_Wat te doen_. Schrijf de regels ongewijzigd over, vanaf de regel met "BBOX tomato slice" tot en met de regel met "(297, 486), (324, 504)". Geef verder niets.
------------------------------------------------------------
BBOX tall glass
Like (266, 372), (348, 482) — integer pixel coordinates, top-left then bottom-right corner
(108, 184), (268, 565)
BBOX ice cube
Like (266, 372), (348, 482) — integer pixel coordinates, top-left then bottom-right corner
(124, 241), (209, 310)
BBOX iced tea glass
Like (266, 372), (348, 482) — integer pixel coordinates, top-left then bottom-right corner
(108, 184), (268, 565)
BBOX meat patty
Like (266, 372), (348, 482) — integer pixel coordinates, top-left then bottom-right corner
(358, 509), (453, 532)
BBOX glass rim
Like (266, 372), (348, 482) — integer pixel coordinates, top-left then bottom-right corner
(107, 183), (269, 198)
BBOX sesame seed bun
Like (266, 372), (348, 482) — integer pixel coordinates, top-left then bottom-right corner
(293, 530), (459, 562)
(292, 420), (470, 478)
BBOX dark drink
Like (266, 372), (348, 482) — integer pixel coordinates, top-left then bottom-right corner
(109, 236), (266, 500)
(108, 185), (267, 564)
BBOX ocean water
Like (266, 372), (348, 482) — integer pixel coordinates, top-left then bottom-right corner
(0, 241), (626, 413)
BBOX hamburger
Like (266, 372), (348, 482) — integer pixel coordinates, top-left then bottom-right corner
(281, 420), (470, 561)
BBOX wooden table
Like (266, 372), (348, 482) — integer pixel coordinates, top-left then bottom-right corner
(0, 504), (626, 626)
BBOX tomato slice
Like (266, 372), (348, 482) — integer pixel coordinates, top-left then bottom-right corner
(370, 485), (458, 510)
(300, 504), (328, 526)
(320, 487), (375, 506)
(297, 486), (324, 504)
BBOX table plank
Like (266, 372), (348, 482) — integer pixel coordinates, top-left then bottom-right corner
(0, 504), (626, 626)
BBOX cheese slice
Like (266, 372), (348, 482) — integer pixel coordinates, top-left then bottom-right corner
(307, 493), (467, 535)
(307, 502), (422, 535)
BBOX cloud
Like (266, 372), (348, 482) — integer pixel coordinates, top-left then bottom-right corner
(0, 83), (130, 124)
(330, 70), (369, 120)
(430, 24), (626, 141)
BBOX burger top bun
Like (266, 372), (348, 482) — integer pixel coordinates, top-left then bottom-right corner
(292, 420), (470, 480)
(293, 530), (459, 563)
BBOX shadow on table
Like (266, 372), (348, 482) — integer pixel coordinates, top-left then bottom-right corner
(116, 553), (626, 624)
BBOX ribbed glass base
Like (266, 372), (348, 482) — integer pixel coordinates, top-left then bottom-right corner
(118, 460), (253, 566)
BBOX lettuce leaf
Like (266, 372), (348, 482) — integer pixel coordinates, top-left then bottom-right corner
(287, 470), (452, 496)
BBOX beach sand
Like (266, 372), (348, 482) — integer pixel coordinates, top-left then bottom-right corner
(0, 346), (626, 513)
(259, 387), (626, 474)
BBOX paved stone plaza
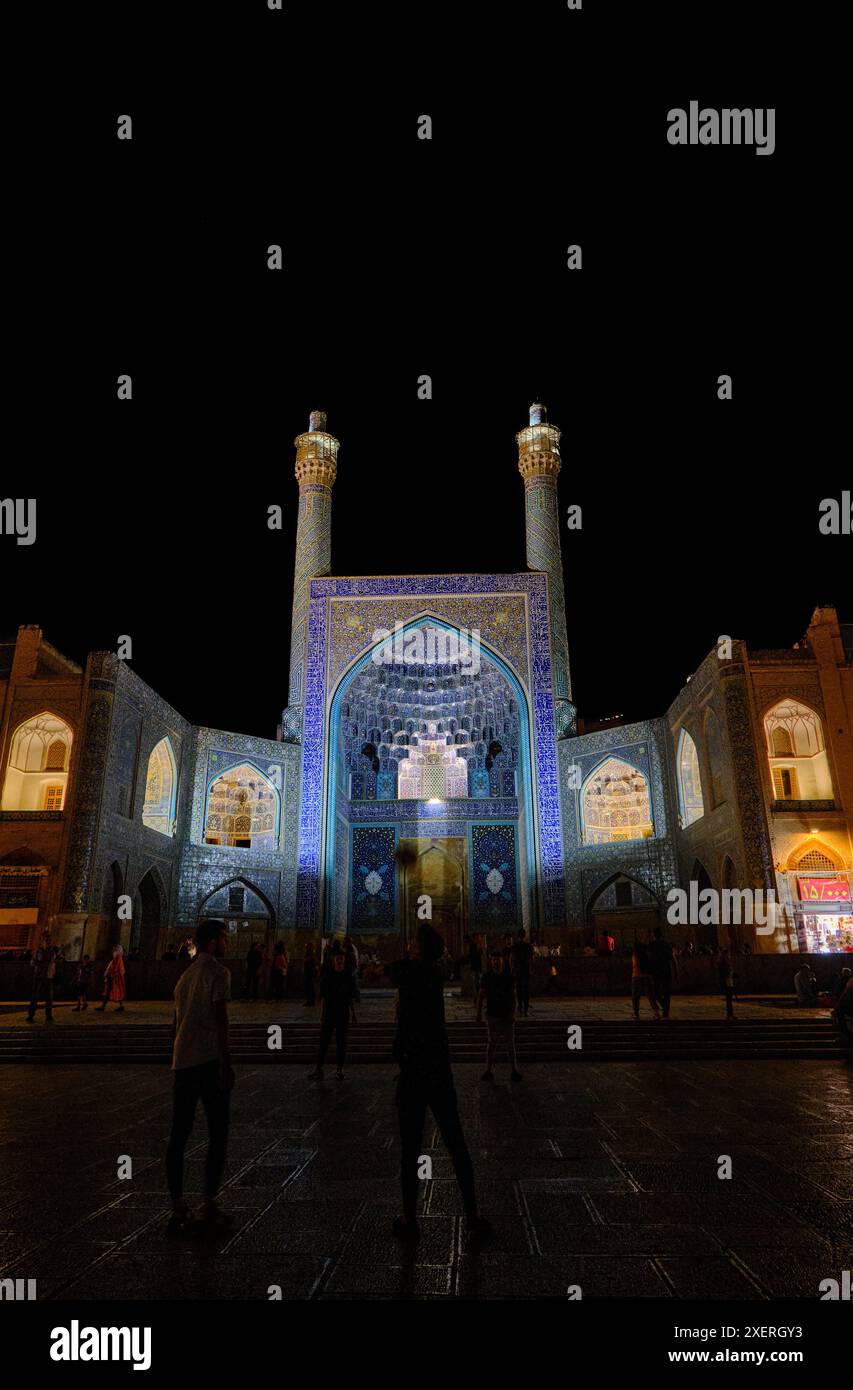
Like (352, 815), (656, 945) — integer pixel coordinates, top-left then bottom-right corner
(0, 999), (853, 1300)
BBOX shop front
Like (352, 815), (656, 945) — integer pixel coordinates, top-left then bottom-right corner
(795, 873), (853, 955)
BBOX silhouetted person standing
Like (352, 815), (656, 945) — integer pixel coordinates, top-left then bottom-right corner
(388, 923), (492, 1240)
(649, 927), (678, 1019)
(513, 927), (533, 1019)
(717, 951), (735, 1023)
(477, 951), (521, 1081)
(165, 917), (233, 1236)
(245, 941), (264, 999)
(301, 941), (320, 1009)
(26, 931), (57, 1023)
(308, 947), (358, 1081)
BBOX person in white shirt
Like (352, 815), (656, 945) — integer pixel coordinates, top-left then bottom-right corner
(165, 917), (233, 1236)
------------------------------------------------------------
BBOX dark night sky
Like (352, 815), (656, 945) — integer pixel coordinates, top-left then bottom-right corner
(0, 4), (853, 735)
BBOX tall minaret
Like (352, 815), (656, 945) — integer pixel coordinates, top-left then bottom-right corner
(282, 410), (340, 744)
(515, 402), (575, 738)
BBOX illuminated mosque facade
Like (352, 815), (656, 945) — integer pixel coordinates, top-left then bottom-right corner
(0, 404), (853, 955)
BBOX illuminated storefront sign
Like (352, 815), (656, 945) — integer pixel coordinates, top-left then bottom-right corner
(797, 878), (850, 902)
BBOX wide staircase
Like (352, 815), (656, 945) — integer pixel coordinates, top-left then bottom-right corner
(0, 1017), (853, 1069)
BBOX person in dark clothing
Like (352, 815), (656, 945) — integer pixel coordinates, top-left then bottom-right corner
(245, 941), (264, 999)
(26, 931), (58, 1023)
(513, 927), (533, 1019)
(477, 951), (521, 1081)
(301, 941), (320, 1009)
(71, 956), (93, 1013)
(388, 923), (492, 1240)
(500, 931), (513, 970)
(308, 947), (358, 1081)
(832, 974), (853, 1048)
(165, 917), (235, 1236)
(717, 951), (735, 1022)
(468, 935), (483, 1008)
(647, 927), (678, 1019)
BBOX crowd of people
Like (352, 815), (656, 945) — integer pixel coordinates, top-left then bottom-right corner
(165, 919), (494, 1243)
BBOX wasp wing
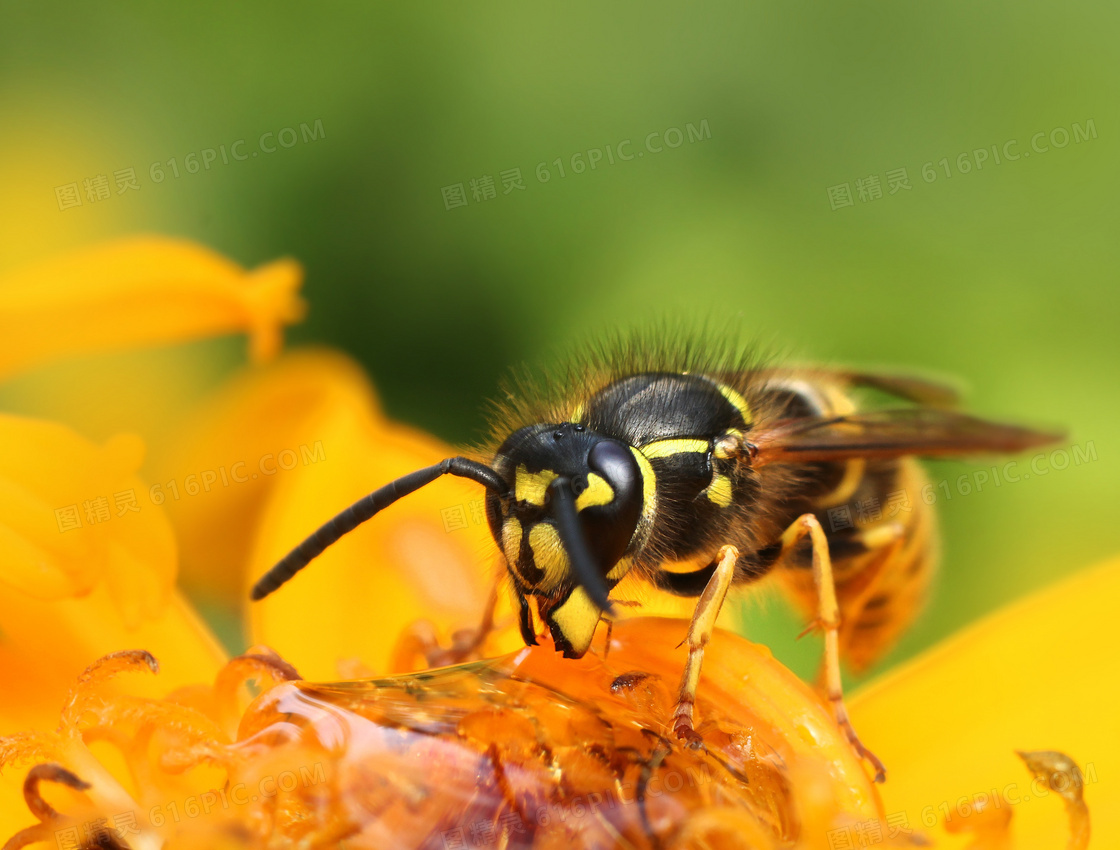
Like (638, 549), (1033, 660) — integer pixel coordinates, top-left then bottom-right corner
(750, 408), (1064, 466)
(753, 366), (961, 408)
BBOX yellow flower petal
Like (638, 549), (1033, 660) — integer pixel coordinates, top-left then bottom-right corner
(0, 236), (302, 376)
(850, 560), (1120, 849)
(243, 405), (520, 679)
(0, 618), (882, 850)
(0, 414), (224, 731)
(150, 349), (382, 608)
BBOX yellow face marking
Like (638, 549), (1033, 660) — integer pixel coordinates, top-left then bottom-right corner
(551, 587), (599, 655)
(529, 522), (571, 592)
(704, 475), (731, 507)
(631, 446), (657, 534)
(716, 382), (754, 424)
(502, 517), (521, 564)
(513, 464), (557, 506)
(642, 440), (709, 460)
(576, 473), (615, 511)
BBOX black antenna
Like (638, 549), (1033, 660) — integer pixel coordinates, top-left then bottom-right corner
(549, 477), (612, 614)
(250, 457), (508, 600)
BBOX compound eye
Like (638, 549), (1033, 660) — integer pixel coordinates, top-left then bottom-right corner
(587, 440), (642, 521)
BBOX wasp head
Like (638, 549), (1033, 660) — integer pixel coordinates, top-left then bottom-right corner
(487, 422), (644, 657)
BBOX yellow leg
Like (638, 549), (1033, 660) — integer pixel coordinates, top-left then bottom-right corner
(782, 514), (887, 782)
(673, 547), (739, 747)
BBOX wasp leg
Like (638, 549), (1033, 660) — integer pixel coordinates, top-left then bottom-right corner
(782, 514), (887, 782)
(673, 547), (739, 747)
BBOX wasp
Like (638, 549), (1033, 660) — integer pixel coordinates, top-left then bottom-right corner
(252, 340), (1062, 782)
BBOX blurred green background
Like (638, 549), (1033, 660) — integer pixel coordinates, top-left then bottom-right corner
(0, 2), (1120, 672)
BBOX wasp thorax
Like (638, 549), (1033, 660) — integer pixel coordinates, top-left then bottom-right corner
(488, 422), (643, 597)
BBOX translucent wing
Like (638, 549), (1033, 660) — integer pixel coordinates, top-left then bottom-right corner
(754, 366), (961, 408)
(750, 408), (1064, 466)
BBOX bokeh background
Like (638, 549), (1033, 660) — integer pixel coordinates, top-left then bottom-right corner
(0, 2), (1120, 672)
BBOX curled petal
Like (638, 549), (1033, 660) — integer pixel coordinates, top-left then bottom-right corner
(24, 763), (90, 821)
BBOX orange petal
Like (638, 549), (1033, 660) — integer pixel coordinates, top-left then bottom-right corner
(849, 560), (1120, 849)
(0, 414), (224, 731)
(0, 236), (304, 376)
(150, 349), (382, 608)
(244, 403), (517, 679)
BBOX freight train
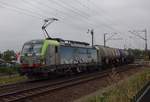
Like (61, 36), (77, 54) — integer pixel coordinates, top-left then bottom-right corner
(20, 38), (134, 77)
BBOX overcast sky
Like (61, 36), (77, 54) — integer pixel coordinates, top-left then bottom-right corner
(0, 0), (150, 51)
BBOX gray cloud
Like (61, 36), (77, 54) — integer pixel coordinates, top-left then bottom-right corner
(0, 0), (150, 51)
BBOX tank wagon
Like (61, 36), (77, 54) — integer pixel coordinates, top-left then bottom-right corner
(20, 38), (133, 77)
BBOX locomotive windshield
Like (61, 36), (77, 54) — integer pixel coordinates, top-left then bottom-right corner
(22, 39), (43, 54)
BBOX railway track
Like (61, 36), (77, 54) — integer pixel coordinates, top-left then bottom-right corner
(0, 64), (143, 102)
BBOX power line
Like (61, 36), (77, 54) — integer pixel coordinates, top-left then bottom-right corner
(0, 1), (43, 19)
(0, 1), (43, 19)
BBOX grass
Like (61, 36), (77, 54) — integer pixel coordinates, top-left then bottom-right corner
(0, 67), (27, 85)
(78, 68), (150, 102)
------------------------------------------------------------
_Oplossing_.
BBOX tomato slice
Like (266, 372), (348, 482) — integer pixel coordinates, top-left then bottom-right corner
(370, 485), (458, 510)
(300, 504), (328, 526)
(320, 487), (375, 506)
(297, 486), (324, 504)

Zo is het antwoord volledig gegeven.